_Objective_
A faithful transcription of all the data is required.

(Records contained in a dataset)
'''

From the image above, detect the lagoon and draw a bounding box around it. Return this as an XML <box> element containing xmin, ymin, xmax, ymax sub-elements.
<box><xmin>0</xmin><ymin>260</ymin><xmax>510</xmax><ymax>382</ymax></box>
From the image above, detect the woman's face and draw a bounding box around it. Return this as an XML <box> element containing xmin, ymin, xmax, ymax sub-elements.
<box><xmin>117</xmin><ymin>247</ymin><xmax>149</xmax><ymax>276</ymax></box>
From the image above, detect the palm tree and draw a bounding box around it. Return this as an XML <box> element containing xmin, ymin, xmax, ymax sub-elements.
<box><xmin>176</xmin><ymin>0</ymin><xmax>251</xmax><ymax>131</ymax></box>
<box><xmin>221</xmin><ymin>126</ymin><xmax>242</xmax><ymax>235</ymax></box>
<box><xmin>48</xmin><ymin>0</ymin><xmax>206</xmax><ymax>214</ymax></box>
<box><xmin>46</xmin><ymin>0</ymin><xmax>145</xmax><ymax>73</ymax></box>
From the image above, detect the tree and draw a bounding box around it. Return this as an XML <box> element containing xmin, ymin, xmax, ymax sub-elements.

'''

_Correct result_
From the image above, detect the lagoon and draw a bounding box around it. Return this as an XML <box> element containing xmin, ymin, xmax, ymax sub-elements.
<box><xmin>0</xmin><ymin>260</ymin><xmax>510</xmax><ymax>382</ymax></box>
From the image above, detect the woman's face and draw a bounding box around it. Return this as an XML <box> element containing xmin, ymin, xmax, ymax sub-elements.
<box><xmin>117</xmin><ymin>247</ymin><xmax>149</xmax><ymax>276</ymax></box>
From the image above, detect the palm tree and draw a bounding box around it. Return this as an XML <box> element containing xmin, ymin, xmax, ymax sub-elements.
<box><xmin>176</xmin><ymin>0</ymin><xmax>251</xmax><ymax>131</ymax></box>
<box><xmin>221</xmin><ymin>126</ymin><xmax>242</xmax><ymax>235</ymax></box>
<box><xmin>48</xmin><ymin>0</ymin><xmax>206</xmax><ymax>214</ymax></box>
<box><xmin>46</xmin><ymin>0</ymin><xmax>145</xmax><ymax>73</ymax></box>
From the image above, detect the tree and draw a bounding box around it. Return this as an XML <box> element containing xmin, ymin, xmax, ymax sub-elements.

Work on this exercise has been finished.